--- AVAILABLE RECORDS ---
* START *
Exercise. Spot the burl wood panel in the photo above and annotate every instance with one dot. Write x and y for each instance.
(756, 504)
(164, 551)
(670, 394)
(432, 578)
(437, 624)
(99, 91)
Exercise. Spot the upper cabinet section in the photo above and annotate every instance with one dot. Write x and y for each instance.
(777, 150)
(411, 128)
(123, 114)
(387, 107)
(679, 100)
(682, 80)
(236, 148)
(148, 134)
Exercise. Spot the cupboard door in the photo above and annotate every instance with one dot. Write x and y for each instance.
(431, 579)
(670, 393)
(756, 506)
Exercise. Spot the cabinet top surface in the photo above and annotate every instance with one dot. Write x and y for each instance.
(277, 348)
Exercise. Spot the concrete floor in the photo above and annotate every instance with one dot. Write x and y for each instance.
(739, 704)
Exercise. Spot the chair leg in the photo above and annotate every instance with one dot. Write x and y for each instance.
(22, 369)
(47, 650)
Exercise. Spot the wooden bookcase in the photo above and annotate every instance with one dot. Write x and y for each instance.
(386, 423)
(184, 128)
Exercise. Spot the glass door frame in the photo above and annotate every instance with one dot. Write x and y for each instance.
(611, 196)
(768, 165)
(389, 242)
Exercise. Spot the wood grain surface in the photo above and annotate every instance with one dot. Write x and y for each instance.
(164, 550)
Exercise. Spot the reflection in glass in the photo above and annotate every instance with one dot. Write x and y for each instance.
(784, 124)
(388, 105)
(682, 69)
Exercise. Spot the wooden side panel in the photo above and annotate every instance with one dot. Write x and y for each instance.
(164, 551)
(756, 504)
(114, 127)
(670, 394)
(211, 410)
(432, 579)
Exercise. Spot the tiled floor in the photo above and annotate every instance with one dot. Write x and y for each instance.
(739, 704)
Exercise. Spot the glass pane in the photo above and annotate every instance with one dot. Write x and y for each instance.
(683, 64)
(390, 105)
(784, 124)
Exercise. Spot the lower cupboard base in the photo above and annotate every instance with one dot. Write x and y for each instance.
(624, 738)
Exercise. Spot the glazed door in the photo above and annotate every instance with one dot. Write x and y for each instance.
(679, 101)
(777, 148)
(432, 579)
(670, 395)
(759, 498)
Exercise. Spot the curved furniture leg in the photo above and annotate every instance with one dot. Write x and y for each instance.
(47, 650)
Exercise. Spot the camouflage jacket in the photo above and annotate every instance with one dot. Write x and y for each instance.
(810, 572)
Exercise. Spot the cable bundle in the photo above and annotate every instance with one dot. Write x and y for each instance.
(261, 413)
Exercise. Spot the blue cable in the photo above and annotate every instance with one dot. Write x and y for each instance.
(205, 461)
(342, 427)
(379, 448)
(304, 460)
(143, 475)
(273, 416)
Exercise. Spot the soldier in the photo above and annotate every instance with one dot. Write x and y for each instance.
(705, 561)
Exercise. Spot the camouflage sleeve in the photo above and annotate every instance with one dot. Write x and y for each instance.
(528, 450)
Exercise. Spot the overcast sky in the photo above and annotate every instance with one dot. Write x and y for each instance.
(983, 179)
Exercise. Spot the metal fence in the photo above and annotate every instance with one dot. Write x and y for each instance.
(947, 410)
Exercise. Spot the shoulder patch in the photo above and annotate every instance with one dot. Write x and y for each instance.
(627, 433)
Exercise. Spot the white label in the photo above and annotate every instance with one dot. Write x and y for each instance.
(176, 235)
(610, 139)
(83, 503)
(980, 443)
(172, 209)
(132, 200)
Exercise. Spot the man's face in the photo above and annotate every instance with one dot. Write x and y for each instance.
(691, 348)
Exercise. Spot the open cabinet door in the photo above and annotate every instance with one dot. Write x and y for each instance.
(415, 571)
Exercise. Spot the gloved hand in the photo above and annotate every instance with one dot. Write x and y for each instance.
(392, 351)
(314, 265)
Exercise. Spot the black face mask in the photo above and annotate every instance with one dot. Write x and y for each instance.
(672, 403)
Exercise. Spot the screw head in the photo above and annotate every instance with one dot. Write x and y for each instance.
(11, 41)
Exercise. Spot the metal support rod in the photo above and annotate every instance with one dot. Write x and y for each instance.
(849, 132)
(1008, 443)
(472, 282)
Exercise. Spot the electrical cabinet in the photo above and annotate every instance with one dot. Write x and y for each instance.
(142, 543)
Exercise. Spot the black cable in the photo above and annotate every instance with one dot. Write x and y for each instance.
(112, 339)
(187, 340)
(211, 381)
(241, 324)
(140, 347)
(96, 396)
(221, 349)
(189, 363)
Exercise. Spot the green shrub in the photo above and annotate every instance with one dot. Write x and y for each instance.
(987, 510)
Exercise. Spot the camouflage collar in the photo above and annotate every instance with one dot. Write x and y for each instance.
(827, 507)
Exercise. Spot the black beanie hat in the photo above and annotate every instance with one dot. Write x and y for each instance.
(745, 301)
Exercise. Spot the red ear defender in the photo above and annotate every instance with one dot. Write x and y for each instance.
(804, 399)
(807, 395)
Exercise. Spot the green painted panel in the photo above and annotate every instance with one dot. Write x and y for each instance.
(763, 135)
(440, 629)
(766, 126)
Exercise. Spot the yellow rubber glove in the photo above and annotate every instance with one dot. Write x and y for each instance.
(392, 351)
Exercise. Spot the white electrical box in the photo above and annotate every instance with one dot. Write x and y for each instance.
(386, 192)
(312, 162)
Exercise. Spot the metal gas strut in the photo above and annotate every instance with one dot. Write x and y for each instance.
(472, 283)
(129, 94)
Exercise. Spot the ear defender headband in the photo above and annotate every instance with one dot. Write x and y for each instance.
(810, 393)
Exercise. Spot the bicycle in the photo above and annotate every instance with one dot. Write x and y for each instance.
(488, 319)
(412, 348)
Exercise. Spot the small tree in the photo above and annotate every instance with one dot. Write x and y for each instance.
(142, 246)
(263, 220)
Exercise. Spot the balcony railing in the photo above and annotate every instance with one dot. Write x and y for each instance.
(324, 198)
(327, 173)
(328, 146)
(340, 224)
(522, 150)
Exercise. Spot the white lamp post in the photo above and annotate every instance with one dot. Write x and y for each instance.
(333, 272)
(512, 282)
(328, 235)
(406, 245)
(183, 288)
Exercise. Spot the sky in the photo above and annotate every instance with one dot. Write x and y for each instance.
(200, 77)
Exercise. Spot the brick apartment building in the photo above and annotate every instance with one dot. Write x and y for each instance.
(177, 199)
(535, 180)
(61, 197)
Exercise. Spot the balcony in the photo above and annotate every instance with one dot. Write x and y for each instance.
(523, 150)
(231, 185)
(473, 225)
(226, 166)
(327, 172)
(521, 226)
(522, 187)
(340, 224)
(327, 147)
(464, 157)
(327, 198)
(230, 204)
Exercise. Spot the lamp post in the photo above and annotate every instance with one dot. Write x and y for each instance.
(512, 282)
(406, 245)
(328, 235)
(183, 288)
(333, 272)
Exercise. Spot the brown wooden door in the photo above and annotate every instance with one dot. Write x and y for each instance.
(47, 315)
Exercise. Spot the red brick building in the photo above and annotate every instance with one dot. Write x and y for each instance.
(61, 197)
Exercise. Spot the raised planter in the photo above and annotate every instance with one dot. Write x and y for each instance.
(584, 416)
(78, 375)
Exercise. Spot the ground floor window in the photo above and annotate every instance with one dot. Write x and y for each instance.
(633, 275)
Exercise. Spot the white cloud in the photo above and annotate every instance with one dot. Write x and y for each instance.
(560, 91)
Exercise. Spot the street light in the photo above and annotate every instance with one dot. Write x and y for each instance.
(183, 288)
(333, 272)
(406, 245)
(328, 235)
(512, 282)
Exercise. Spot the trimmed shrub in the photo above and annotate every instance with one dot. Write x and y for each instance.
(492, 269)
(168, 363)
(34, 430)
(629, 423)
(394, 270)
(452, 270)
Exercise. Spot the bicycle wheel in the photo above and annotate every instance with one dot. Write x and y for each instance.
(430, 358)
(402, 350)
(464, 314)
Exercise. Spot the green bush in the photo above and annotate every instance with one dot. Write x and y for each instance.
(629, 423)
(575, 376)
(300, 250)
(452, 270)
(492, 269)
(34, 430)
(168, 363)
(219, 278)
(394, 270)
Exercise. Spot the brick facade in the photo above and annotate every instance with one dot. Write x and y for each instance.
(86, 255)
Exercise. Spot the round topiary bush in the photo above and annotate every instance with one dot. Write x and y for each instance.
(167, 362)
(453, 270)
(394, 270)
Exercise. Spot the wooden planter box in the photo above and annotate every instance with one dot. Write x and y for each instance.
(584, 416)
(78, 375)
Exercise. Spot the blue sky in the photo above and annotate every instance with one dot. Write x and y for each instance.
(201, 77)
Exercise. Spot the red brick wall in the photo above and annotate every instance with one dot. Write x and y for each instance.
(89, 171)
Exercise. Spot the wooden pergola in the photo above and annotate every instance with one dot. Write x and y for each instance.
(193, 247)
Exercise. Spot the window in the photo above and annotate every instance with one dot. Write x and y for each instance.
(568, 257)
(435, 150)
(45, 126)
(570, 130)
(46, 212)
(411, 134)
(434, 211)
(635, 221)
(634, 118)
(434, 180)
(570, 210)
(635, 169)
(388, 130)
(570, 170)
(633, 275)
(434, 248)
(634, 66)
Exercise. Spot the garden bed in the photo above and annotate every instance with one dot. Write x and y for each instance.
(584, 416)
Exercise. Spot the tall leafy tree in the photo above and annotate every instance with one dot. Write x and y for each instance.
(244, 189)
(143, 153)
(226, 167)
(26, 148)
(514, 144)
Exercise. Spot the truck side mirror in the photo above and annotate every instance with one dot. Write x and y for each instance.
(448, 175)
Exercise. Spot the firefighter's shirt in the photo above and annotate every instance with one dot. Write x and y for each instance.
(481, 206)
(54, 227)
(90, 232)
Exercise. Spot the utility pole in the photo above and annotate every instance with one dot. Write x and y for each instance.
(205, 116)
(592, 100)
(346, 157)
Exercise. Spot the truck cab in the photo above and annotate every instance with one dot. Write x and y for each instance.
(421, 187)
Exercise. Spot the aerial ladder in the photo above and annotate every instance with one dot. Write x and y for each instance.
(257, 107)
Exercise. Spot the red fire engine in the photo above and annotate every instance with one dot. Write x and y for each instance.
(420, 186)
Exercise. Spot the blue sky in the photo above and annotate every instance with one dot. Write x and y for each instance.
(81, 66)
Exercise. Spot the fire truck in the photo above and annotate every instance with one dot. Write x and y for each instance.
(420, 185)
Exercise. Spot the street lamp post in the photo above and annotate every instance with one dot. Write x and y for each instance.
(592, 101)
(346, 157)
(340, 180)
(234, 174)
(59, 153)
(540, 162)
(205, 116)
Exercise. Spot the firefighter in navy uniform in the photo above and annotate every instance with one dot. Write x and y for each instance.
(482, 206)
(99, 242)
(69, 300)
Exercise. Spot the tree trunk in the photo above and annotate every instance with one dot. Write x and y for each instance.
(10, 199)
* END *
--- PROMPT ---
Change "street lamp post" to "streetlight" in the stretch of material from the line containing "Exercise. Spot the fire truck" through the end of the material, and reproduce that stretch with nothing else altered.

--- RESPONSE ---
Exercise. Spot the fire truck in the photo above and annotate every instance with one dot. Write x and y for each instance.
(420, 185)
Exercise. Spot the streetlight in the photo above and annotate every instance with one dot. Write x and y for each instance.
(592, 101)
(346, 157)
(340, 180)
(234, 174)
(59, 153)
(540, 162)
(205, 116)
Exercise. Spot the firefighter in navy uniform in the photo above and annotate every instance with one dot. Write x and y for each instance.
(482, 206)
(99, 242)
(69, 300)
Exercise. Spot the tree trunk in the photo above and annotate every instance with one dot. Write x and y for each instance.
(10, 199)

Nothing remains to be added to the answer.